_Goal 1_. Copy everything in the thread on merging HBase regions below from "RE: [jira] Commented: (HADOOP-2405)" down to "with hot spots.".
_Goal 2_. In the thread on merging HBase regions below, why does Jim Kellerman say manual merges are acceptable for now?

You are viewing a plain text version of this content. The canonical link for it is here.
Posted to common-dev@hadoop.apache.org by "stack (JIRA)" <ji...@apache.org> on 2007/12/11 18:13:43 UTC

[jira] Created: (HADOOP-2405) [hbase] Merge region tool exposed in shell and/or in UI

[hbase] Merge region tool exposed in shell and/or in UI
-------------------------------------------------------

                 Key: HADOOP-2405
                 URL: https://issues.apache.org/jira/browse/HADOOP-2405
             Project: Hadoop
          Issue Type: New Feature
          Components: contrib/hbase
            Reporter: stack
            Priority: Minor


hbase has support for merging regions.  Expose a merge trigger in the shell or in the UI (Can only merge adjacent features so perhaps only makes sense in UI in the regionserver UI).

-- 
This message is automatically generated by JIRA.
-
You can reply to this email to add a comment to the issue online.


RE: [jira] Commented: (HADOOP-2405) [hbase] Merge region tool exposed in shell and/or in UI

Posted by Jim Kellerman <ji...@powerset.com>.
Google does dynamic splitting and merging of regions to deal with hot spots.
They had to be careful that they did not oscilate between splitting and merging when the
load pattern changed.

Right now, manual merges are ok because we only do splits when regions grow and the only reason
to merge is if many rows are deleted.

When we get to doing more sophisticated load balancing, we will want the capability of both
splitting and merging based on load.

> -----Original Message-----
> From: Bryan Duxbury (JIRA) [mailto:jira@apache.org]
> Sent: Monday, January 07, 2008 1:10 PM
> To: hadoop-dev@lucene.apache.org
> Subject: [jira] Commented: (HADOOP-2405) [hbase] Merge region
> tool exposed in shell and/or in UI
>
>
>     [
> https://issues.apache.org/jira/browse/HADOOP-2405?page=com.atl
assian.jira.plugin.system.issuetabpanels:comment-tabpanel&focusedCommentId=> 12556694#action_12556694 ]
>
> Bryan Duxbury commented on HADOOP-2405:
> ---------------------------------------
>
> So, you envision the merge operation to not only require
> manual triggering but to require manual targeting? Shouldn't
> the point of merging regions be to maintain the equilibrium
> of size of regions? Under what circumstances will you have to
> manually intervene to keep regions appropriately sized?

_Data shown_.
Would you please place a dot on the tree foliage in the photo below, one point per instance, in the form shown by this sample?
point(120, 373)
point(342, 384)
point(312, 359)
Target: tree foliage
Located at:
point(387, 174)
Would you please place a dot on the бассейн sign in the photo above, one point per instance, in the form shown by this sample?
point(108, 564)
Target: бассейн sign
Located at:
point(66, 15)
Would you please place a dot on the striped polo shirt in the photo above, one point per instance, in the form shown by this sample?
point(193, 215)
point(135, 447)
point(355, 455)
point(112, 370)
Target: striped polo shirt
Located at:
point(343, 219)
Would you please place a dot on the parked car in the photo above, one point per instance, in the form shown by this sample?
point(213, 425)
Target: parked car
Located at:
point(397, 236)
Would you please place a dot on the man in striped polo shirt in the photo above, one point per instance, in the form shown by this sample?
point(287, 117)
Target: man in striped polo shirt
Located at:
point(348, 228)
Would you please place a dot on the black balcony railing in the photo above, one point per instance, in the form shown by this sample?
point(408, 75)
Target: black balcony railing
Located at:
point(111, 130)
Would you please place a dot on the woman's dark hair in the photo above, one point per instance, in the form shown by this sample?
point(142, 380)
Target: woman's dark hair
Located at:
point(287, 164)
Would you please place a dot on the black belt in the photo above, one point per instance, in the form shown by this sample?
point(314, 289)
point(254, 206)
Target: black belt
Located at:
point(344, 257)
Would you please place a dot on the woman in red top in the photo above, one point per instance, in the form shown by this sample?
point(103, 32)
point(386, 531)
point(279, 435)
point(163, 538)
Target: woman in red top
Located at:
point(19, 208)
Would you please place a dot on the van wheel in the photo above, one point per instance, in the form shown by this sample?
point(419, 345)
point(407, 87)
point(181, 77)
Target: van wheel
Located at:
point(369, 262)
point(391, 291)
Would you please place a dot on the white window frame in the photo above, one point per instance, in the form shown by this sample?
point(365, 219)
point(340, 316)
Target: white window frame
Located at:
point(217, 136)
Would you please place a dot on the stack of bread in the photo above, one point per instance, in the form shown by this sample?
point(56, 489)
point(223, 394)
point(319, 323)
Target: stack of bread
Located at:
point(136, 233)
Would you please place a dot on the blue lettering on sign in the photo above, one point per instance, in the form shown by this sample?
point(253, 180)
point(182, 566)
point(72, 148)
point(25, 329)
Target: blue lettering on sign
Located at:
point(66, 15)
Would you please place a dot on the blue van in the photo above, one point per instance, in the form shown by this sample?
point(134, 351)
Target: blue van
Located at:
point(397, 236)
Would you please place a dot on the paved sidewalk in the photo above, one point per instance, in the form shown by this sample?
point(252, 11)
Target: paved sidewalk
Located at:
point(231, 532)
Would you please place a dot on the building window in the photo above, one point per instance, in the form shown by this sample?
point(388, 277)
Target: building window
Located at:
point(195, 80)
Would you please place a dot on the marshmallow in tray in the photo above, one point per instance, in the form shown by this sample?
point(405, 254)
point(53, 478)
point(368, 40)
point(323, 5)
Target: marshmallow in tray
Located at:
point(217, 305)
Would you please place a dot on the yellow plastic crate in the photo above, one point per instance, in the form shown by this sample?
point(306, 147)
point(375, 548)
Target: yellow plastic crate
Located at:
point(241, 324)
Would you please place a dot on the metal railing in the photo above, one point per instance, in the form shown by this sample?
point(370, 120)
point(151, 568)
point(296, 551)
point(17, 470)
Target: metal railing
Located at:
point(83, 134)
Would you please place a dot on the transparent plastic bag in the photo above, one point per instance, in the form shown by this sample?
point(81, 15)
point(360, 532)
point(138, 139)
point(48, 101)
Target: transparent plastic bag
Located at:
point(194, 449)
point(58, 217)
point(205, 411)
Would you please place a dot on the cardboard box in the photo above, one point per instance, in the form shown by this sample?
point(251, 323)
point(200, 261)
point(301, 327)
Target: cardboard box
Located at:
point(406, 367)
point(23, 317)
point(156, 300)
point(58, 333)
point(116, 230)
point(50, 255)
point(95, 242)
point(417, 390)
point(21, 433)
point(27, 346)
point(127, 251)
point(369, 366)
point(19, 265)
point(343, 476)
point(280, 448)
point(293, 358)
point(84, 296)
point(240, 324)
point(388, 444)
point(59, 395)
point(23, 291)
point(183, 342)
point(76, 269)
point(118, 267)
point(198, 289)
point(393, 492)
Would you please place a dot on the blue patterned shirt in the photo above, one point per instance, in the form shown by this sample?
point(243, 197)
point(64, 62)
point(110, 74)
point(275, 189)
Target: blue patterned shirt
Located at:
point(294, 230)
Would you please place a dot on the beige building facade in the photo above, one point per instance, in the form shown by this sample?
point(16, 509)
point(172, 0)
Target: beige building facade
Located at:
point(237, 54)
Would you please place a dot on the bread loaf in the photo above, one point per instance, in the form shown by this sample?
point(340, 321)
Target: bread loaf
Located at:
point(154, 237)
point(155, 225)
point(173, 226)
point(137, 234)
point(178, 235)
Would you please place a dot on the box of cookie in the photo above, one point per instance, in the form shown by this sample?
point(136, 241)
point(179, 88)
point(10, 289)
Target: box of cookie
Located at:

_Written solution 1_.
RE: [jira] Commented: (HADOOP-2405) [hbase] Merge region tool exposed in shell and/or in UI

Posted by Jim Kellerman <ji...@powerset.com>.
Google does dynamic splitting and merging of regions to deal with hot spots.

_Written solution 2_. Splits happen only when regions grow, and the only reason to merge is if many rows are deleted.